*YOUR TASK*
Search the entries for the word "hair" and return every line where it is found.

· · ·

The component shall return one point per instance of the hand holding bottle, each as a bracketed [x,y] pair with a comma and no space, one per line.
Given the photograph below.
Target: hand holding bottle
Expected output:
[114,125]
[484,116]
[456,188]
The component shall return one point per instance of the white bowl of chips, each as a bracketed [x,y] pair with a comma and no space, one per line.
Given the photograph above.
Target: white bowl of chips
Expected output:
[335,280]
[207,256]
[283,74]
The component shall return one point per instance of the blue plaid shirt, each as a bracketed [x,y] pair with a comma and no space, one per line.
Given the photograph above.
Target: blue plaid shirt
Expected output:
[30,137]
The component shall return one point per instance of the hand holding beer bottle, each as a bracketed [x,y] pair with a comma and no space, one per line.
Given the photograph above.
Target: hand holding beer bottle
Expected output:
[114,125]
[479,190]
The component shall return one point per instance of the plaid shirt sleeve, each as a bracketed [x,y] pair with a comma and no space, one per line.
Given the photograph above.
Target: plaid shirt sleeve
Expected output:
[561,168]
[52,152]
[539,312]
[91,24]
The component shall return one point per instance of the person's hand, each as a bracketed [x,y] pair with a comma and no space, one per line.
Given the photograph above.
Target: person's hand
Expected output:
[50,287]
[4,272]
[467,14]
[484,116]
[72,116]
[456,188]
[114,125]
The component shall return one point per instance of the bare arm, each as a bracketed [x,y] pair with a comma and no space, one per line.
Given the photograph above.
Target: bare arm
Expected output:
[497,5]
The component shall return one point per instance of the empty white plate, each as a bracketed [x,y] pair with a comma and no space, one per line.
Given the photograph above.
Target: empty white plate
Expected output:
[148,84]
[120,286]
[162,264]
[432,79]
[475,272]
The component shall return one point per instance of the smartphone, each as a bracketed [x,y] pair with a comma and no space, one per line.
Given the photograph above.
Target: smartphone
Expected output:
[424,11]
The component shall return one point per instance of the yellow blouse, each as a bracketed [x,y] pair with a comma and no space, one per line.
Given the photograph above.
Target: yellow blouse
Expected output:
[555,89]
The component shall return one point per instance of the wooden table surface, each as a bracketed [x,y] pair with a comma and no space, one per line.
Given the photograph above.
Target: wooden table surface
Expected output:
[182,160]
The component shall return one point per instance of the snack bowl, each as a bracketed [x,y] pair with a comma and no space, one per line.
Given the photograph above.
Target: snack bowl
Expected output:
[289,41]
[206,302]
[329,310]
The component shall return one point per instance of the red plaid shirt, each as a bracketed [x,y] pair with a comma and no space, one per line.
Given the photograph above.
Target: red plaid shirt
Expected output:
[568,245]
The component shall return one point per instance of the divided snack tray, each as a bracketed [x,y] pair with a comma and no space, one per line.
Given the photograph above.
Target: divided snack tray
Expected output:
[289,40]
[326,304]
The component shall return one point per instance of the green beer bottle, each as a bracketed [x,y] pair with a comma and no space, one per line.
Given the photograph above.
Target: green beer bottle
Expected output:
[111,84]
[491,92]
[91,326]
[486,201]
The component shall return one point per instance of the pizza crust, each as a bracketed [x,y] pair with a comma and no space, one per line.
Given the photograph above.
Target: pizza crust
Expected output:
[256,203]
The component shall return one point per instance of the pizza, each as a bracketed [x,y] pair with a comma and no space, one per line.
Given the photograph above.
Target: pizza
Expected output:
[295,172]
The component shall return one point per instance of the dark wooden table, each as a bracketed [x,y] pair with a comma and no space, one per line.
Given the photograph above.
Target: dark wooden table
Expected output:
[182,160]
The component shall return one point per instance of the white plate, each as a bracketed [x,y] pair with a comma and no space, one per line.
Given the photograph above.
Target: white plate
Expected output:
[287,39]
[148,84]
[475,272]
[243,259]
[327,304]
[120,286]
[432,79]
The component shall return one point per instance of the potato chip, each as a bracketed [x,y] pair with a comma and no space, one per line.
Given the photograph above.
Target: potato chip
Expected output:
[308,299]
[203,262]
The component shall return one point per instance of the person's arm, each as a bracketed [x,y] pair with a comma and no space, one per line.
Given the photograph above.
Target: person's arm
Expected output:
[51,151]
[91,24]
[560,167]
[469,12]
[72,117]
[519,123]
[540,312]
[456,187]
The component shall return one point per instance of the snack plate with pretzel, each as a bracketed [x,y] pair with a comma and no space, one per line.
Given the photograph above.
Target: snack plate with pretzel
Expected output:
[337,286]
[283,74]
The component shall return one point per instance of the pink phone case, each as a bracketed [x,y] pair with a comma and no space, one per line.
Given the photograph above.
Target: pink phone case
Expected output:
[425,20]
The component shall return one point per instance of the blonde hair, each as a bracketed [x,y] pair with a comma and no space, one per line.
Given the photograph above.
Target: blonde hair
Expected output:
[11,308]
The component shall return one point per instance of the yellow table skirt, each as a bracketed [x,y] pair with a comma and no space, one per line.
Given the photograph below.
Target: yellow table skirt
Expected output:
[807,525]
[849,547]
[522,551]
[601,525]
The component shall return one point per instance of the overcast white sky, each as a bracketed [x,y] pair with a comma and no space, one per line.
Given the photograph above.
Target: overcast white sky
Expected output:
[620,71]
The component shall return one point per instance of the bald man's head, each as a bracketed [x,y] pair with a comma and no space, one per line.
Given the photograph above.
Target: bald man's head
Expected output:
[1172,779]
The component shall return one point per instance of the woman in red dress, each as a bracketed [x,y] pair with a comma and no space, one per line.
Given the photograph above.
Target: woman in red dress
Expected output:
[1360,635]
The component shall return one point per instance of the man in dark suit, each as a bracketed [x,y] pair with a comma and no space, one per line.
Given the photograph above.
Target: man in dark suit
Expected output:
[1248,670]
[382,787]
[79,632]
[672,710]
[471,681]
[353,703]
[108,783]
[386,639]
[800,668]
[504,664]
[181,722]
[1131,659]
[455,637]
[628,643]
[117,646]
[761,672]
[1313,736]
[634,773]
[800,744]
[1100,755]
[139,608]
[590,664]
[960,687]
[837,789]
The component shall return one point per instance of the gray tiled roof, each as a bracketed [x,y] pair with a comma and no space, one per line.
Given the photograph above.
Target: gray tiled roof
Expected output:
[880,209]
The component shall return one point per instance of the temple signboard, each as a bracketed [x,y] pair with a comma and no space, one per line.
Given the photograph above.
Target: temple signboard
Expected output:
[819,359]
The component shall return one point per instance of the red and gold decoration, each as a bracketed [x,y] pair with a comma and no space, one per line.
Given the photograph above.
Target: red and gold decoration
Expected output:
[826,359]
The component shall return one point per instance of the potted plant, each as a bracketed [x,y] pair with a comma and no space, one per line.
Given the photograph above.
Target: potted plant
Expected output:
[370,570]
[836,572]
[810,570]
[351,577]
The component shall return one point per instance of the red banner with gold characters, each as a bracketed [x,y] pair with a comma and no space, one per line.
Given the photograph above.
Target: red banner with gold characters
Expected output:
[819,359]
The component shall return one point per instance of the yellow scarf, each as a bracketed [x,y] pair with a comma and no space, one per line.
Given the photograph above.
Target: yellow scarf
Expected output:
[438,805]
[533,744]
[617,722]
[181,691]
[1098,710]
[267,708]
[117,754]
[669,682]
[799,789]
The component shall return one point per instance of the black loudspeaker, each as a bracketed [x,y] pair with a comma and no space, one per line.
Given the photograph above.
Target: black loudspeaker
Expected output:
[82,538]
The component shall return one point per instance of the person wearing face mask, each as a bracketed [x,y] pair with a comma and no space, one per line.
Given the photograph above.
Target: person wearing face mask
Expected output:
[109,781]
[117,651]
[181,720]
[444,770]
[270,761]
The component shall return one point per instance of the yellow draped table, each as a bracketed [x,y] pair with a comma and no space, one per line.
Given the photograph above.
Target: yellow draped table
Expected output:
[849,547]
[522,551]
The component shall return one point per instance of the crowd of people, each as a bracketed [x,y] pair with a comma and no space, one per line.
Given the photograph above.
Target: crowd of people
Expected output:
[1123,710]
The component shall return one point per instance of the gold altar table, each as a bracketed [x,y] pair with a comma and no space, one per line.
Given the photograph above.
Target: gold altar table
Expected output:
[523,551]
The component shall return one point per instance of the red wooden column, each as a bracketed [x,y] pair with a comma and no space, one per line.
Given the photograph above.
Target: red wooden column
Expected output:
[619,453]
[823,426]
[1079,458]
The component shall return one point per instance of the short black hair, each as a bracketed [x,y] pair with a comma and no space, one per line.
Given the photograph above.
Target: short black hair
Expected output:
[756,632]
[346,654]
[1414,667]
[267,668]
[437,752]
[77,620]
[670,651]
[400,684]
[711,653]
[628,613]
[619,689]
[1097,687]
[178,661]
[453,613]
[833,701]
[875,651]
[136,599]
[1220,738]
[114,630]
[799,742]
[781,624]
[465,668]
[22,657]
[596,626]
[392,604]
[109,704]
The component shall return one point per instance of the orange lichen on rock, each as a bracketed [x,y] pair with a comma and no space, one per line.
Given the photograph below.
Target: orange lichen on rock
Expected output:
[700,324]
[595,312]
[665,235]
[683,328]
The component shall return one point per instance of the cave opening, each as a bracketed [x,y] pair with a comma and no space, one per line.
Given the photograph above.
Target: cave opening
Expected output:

· · ·

*RESULT OF THE EXERCISE*
The component shall return one point per instance of the blonde hair, each as a bracketed [x,y] pair with a comma and no space, one per line.
Target: blonde hair
The component shall return one point per instance of the short black hair, each as a bracketed [x,y] pair with a comma and no space, one per line.
Target: short black hair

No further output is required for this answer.